_Source_
** Start **

Thus, Hegel by no means denies that the consummate cognition of the absolute has to be preceded by an “examination” of cognition. However, the type of this examination and the essence of the cognition of the absolute that is subjected to this examination can be determined only, if it can be determined at all, from the absolute itself.

If we begin the examination of cognition and of its faculty in the usual manner, we thereby already possess a concept of cognition. The latter serves as a “tool” with which we tackle the object that is to be cognized. But in order to be able to decide on the suitability or unsuitability of this tool we must already have cognized the object that is to be cognized. The cognizing relationship to the absolute is already presupposed. The same holds true if cognition is taken not as a “tool” but as a “medium” through which the light of truth reaches us. “Tool” and “medium” both have the character of a means. If, however, we take the cognition of the absolute as a means, then we misrecognize the essence and the sense of absolute cognition and of the absolute. For it is the essence of the absolute to include in itself everything that is relative and every relation to what is relative and thus also every relation of the relative to the absolute; because otherwise it would not be the absolute. The absolute can, therefore, never be something that we could first bring closer to ourselves through any kind of “tool,” as if the absolute could at first not be with us. The absolute as absolute is “both in and for itself already with us,” yes indeed, “it wants to be with us” (WW II, 60 [§73]).1,[10] By the same token, cognition is not a medium between us and the absolute, namely in such a way that cognition would amount to the refraction of the ray of cognition by the medium. Cognition is rather “the ray itself through which the truth touches us” (ibid. [§73]).

** End **

_Data supplied_
** Start **

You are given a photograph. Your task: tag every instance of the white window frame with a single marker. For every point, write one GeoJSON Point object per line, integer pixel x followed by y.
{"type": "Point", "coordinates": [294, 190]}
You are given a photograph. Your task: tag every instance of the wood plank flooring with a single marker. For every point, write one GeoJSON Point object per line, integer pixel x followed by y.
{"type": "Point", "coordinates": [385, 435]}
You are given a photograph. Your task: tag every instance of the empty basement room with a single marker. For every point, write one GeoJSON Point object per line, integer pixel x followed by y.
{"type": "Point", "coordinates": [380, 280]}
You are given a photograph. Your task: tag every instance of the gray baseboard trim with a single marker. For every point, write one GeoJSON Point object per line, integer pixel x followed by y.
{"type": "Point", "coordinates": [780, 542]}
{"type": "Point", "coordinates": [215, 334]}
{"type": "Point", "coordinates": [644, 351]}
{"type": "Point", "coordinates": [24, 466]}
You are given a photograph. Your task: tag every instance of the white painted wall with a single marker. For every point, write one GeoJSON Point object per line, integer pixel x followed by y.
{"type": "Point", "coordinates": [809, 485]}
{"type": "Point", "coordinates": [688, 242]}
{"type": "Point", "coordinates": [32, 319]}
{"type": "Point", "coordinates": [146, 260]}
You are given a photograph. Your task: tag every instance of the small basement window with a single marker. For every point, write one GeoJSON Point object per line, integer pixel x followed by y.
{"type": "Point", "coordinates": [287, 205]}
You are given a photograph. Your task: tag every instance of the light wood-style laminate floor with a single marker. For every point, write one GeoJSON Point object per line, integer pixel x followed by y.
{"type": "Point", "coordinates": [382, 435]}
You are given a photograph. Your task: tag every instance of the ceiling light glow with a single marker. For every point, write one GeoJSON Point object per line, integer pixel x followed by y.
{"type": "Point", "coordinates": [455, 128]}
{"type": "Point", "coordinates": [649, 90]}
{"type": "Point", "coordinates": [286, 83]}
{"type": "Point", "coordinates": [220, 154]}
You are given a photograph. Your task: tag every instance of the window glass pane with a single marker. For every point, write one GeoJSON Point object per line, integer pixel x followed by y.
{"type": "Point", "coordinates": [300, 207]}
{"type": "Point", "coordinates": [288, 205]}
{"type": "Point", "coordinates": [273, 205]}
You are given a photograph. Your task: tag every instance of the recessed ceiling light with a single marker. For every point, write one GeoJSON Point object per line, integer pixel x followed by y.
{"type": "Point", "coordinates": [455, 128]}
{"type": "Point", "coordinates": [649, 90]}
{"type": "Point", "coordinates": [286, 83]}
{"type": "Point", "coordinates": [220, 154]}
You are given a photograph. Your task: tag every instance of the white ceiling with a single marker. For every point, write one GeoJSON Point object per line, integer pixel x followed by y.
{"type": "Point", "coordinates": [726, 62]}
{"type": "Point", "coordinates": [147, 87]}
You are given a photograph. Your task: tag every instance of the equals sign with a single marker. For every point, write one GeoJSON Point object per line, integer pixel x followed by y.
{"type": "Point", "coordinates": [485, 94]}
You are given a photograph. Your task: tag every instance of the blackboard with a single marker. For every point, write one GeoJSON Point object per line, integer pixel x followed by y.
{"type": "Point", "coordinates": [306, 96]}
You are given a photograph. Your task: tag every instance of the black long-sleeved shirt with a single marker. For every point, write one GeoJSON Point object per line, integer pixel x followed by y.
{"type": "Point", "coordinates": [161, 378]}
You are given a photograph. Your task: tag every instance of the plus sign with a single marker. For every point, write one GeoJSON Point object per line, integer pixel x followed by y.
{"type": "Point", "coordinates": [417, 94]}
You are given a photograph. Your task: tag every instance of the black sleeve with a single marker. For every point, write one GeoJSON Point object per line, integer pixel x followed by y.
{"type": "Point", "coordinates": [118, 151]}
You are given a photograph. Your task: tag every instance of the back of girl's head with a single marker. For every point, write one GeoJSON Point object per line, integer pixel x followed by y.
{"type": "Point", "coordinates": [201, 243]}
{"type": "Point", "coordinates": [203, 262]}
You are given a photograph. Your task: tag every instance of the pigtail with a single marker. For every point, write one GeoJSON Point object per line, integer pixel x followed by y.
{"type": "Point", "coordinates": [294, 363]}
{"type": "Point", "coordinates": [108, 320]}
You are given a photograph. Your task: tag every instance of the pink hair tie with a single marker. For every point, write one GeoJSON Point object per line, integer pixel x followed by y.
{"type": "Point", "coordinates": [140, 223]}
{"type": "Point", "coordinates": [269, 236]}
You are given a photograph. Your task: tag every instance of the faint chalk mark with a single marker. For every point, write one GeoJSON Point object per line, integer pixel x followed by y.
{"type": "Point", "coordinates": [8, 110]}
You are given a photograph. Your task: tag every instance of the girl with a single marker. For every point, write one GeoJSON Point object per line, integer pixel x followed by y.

** End **

Quote the stretch of the Hegel passage from "Thus, Hegel by" through "the absolute itself.".

_Output of the task_
Thus, Hegel by no means denies that the consummate cognition of the absolute has to be preceded by an “examination” of cognition. However, the type of this examination and the essence of the cognition of the absolute that is subjected to this examination can be determined only, if it can be determined at all, from the absolute itself.